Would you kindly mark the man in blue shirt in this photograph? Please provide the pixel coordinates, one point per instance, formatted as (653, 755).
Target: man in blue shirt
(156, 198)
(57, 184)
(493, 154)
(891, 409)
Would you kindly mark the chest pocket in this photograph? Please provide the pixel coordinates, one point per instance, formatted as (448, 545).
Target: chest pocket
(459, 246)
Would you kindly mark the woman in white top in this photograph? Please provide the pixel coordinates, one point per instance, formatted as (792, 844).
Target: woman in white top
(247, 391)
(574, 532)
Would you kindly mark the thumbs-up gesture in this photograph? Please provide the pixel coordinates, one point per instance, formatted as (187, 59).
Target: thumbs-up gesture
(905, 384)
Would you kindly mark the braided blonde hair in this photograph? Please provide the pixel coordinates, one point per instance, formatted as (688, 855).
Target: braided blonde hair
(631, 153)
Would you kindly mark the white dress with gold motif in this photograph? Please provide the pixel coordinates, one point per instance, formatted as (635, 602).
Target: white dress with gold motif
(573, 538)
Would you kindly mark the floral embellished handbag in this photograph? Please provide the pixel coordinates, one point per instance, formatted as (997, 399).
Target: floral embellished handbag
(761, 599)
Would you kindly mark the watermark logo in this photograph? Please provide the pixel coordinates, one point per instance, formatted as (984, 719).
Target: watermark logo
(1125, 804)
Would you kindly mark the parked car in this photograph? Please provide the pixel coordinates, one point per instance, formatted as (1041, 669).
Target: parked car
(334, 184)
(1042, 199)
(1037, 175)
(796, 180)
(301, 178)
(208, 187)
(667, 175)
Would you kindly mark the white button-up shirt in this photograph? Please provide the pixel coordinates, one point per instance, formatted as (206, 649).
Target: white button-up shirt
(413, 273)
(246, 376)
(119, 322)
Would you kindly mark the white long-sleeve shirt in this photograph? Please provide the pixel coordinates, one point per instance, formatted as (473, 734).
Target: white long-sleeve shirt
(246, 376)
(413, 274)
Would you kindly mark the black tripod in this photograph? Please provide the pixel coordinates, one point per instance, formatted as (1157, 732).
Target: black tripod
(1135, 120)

Prompt
Please set down again, word for word, only the lines from the start of the entries through the line with "Would you kindly mark the parked", both ends included.

Problem solution
Would you kindly mark the man in blue shirt in this photograph? Please provide the pixel coordinates, one point per instance, formatted as (653, 755).
Target: man in blue shirt
(156, 198)
(57, 184)
(493, 154)
(891, 409)
Would you kindly mark the chest pocket in this photograph? Please provide the pixel coordinates, one point per instance, formatted as (448, 545).
Target: chest pocket
(459, 246)
Would you kindly mark the woman in white top in this photograph? Please provide the pixel coordinates, one point per instance, formatted as (792, 844).
Target: woman in white top
(247, 391)
(574, 532)
Would you kindly mark the thumbs-up gesture in this photograph? Please provide the pixel coordinates, one point per instance, formatted as (187, 59).
Target: thumbs-up gesture
(905, 384)
Would you kindly mark the braided blonde hair in this photograph? Please provide the pixel coordinates, one point per instance, formatted as (688, 855).
Target: braided blonde hair
(631, 153)
Would you kindly mark the white dress with gold motif in this photograph? Please provide the pixel coordinates, one point per instance, formatted as (635, 602).
Target: white dress with gold motif
(573, 538)
Would you kindly mark the floral embellished handbag in this photograph? Please provide the pixel coordinates, one point per instance, formatted as (997, 399).
Target: floral embellished handbag
(761, 599)
Would you kindly mark the watermark logo in this photograph? Please provide the pixel coordinates, one point per instance, formatted as (984, 719).
Target: watermark logo
(1125, 804)
Would you kindly mark the parked car in this photograph? Please provide the pixel coordinates, one point per instance, formatted as (1041, 669).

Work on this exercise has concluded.